• **Working data**
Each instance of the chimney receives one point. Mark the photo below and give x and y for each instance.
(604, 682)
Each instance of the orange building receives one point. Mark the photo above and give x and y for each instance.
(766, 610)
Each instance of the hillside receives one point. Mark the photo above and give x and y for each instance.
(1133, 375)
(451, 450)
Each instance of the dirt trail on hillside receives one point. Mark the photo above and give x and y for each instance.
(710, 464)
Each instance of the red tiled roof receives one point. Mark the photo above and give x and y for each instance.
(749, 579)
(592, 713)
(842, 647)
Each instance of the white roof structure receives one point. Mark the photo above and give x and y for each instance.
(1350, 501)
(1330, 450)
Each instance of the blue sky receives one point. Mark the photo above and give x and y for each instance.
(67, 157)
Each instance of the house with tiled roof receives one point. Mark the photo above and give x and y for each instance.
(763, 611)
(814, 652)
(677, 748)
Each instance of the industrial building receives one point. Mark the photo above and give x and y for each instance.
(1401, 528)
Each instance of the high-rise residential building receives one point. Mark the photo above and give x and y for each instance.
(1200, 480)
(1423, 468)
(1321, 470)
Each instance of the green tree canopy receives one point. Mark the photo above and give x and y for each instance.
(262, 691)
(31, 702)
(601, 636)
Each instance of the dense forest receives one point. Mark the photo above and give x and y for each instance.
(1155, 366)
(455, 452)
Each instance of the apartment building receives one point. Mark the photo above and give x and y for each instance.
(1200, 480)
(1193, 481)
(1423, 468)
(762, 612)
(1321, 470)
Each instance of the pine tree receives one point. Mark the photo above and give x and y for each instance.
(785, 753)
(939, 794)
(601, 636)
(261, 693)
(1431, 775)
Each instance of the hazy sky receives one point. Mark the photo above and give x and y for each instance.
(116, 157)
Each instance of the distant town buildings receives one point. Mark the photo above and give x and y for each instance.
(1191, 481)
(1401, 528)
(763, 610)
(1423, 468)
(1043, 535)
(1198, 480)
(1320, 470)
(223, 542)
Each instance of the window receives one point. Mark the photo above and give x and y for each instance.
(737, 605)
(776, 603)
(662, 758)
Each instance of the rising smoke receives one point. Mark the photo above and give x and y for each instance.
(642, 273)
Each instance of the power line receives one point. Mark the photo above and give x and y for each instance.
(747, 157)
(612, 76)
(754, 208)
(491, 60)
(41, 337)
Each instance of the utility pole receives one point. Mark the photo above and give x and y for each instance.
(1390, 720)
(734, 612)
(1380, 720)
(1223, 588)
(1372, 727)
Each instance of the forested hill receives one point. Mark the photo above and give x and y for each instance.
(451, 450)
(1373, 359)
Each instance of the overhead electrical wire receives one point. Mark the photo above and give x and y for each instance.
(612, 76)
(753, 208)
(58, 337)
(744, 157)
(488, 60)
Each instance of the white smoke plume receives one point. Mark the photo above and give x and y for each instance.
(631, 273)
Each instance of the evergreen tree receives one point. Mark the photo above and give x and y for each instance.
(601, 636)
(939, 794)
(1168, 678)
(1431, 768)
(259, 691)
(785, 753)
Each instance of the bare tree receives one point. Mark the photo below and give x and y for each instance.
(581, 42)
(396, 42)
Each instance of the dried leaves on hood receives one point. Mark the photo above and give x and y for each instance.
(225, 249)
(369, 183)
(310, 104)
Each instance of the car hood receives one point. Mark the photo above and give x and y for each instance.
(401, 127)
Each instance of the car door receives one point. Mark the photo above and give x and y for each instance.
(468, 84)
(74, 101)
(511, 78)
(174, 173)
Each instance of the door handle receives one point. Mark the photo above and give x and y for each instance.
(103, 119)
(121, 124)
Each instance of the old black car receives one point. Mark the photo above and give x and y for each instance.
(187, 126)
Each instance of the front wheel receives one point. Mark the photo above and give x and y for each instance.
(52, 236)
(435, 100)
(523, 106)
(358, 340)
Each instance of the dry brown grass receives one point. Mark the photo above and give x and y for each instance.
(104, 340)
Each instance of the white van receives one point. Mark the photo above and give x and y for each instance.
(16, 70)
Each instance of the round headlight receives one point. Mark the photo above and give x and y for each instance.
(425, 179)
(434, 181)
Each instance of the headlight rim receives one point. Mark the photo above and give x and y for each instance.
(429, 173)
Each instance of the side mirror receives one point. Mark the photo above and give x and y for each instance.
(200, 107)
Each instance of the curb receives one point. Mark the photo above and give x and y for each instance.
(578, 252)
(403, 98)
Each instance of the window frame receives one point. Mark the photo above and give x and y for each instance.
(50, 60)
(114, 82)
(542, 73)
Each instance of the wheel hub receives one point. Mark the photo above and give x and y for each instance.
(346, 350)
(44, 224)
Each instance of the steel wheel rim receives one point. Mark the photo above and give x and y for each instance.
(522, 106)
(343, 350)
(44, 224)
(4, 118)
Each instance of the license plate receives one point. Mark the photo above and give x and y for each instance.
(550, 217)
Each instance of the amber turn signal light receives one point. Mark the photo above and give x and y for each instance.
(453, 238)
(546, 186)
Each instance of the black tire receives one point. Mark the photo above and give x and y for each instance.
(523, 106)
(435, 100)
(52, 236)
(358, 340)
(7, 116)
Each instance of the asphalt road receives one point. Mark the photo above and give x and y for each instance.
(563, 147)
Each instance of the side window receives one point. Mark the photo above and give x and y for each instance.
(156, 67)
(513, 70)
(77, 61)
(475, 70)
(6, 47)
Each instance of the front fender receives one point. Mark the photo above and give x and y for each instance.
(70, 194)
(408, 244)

• **Problem to solve**
Output the entries from the line with "Each instance of the rising" up to and including the line with "(1373, 359)", copied exactly.

• **Result of this exercise**
Each instance of the rising smoke receives one point. Mark the photo above and give x and y for each instance.
(642, 273)
Each instance of the power line receives one point. Mark the photo above and give x and y for each instance.
(747, 157)
(612, 76)
(754, 208)
(491, 60)
(41, 337)
Each instance of the utility pole receives one point. Mark the photo above and give x and y for each instance.
(1390, 720)
(734, 612)
(1380, 720)
(1223, 588)
(1372, 727)
Each instance of the forested hill receives one point. Mark the photo above and give x and y for each instance.
(451, 450)
(1373, 359)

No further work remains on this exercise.